WHAT YOU WILL DO |
Change every "tractor" to "vehicle" in the records below, starting with the line with "Would you be so kind as to point out the exhaust" and going on through the end of the records. Give only those lines, with everything else unchanged.

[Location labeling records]
________________________

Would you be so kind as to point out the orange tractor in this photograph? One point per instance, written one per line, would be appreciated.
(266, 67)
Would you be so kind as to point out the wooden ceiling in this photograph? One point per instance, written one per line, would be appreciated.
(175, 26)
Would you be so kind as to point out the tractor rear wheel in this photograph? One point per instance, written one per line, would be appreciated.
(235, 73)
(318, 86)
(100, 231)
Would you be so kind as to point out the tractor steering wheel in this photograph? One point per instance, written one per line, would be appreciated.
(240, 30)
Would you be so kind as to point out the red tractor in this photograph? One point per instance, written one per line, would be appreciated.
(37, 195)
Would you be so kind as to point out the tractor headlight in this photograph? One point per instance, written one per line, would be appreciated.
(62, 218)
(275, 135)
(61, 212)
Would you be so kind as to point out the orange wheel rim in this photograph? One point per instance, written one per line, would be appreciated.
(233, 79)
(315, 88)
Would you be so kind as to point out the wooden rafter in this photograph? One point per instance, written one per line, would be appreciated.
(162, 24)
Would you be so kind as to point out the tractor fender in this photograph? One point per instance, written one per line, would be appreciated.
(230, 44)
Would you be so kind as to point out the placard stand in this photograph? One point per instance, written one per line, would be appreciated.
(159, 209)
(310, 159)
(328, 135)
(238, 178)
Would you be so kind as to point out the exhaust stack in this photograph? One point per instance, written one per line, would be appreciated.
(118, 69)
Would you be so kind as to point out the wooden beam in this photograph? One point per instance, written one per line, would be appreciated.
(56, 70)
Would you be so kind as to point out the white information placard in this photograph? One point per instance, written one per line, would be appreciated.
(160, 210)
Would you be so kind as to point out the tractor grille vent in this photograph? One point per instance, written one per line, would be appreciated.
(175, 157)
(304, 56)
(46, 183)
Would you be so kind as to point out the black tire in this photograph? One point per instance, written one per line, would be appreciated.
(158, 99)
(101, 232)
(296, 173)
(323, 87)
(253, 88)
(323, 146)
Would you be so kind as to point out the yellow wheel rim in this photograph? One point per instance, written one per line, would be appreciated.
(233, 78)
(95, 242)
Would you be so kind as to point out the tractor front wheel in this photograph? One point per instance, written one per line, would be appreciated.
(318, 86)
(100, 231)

________________________

SOLUTION TO THE PROBLEM |
Would you be so kind as to point out the exhaust stack in this photograph? One point per instance, written one per line, would be appreciated.
(118, 69)
Would you be so kind as to point out the wooden beam in this photograph? One point per instance, written one per line, would be appreciated.
(56, 70)
Would you be so kind as to point out the white information placard in this photograph? One point per instance, written one per line, would be appreciated.
(160, 210)
Would you be so kind as to point out the vehicle grille vent in this photograph? One point per instance, written one per line, would be appreciated.
(175, 157)
(304, 56)
(46, 183)
Would you be so kind as to point out the black tire in this photograph? One point per instance, written one per line, would be appreciated.
(158, 99)
(101, 232)
(296, 173)
(323, 87)
(253, 88)
(323, 146)
Would you be so kind as to point out the yellow wheel rim in this photograph? One point per instance, written one per line, would be appreciated.
(233, 78)
(95, 242)
Would you be so kind as to point out the vehicle front wheel in this photograph? One point per instance, written one per line, would be appreciated.
(318, 86)
(100, 231)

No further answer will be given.